▸ LISTED RECORDS
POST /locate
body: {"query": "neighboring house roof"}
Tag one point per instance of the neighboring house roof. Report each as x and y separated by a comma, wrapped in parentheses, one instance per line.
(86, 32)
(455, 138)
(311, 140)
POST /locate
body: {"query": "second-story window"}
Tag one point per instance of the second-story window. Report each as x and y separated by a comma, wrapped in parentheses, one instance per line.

...

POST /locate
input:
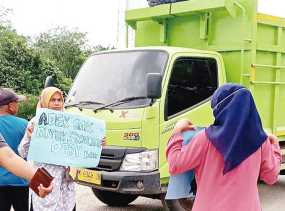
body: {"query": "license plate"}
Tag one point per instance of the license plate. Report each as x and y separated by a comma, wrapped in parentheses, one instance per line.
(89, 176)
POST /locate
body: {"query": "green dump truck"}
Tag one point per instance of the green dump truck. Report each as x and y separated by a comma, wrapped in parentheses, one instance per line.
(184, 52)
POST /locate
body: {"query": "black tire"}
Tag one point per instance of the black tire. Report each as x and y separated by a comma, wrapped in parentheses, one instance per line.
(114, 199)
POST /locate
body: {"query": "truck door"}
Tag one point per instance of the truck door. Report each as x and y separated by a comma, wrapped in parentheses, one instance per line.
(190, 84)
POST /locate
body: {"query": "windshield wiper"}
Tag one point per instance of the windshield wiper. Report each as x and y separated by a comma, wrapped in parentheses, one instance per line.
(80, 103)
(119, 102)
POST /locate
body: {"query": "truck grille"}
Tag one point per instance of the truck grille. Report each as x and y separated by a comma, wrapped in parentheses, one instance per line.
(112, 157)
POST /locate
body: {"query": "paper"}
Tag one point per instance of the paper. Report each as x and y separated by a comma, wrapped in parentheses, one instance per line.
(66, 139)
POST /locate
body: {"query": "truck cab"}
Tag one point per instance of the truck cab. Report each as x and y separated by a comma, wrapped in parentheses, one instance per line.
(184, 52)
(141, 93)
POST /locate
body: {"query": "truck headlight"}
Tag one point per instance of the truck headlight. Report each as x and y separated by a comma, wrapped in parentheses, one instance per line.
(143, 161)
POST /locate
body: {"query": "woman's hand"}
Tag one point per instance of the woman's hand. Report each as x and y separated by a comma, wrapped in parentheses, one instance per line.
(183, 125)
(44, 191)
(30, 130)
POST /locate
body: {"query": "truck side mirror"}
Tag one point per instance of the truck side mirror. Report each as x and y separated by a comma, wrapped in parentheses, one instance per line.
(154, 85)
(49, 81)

▸ ASSIGNMENT
Your answer should be only a number: how many lines in the records hold the word "second".

▸ SOLUTION TO THE PROBLEM
2